Te Huringa o Te Tai is Police’s strategy built by listening to whānau, hapū, community, and iwi and our people.

This strategy acknowledges the whakapapa of ‘The Turning of the Tide’ and builds on the successes and the lessons learnt from the past to ensure Police can work better with iwi Māori to support their aspirations for their people and our communities.

Police values our commitment to Māori and the Treaty of Waitangi and the benefits that will be yielded through successfully honouring the relationships with Māori and our communities.

This strategy is embedded within that the strategic structure of Police to best enable our mission, ‘to be the Safest Country’. To achieve our mission, we need to support the achievement of the vision of Te Huringa O Te Tai, of:
All Māori living full and prosperous lives, free from crime, victimisation, and road trauma.

Why do we need this strategy?

Te Huringa O Te Tai is the strategic plan for NZ Police to achieve Our Business. The strategy, whilst having a direct impact for Māori, will produce benefits for all New Zealanders through improved service delivery and reducing the impact of crime and victimisation for all.

* **Actions to take**
**1)** According to the Te Huringa o Te Tai strategy excerpt, what is the vision of the strategy?
**2)** Rewrite the Te Huringa o Te Tai strategy excerpt from "Police values our" to "Māori and our communities.", changing "commitment" to "dedication".
**3)** Write the next few sentences of the Te Huringa o Te Tai strategy excerpt, picking up after its final sentence.

* **Entries on locating named things**
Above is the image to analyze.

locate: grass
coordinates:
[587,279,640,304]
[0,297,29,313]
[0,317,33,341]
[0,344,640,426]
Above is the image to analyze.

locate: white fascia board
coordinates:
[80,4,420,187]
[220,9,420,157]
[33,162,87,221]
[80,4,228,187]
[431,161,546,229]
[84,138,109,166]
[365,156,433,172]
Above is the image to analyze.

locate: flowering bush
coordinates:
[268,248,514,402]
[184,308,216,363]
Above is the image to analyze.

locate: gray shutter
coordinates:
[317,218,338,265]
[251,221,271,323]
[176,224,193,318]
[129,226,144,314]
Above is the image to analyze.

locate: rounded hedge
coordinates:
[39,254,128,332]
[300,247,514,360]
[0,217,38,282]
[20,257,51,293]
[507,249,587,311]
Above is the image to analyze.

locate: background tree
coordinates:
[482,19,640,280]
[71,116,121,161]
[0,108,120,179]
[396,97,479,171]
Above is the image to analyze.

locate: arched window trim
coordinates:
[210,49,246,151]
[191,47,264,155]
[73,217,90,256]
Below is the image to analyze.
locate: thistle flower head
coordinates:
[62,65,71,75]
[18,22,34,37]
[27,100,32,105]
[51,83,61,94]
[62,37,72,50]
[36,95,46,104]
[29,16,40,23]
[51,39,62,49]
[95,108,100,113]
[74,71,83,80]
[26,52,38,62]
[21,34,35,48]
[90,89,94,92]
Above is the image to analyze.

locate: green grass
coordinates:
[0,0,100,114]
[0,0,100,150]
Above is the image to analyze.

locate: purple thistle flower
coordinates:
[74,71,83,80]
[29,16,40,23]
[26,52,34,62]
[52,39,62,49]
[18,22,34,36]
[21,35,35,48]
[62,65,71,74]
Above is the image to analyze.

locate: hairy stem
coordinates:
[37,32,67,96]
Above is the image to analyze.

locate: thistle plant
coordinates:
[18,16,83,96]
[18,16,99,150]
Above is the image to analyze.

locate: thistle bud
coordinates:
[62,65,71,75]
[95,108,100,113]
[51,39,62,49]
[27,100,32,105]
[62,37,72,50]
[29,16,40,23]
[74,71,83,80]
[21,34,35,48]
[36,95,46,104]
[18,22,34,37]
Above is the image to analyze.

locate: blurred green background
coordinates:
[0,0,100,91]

* **The responses**
**1)** All Māori living full and prosperous lives, free from crime, victimisation, and road trauma.

**2)**
Police values our dedication to Māori and the Treaty of Waitangi and the benefits that will be yielded through successfully honouring the relationships with Māori and our communities.

**3)**
We understand that a ‘one size fits all’ approach will not deliver a long-term sustainable solution; our approach needs to ensure that we have a shared understanding of:
What Māori need Police to do to support their whānau who have offended and/or suffered harm to create a pathway to waiora.

And that we continue to ask:

  • How well do Māori think Police are delivering that service?
  • If Police were to do better, what would this look like for Māori?

This strategy aspires to achieve the following outcomes

  1. Māori are treated with respect, fairness and cultural understanding when interacting with Police.
  2. Police influence public discourse to reduce social stigma and normalisation of Māori offending.
  3. Reduced impact from facilitators of crime through evidence-based deployment.
  4. Victims of crime are supported to keep themselves safe from further harm
  5. Police address the root cause of issues that cause repeat offending
  6. Increase in effectiveness of interventions with first/second times offenders
  7. Influence on legislative, policy and system settings across government to reduce the prejudicial effect on Māori
  8. Partnerships with whānau, hapū, iwi and Matawaka to improve long term wellbeing for Māori who come to Police intention
  9. Māori who have a history of intergenerational harm are supported to break the cycle.

To achieve those outcomes, and direct our focus, the strategy is structured under three strategic pou:

  1. Pou Mataara - Our people and their mind-set
    Focus on building our people, their skills, knowledge, mind-set and performance, to deliver better and more effective outcomes for Māori, iwi, and our communities.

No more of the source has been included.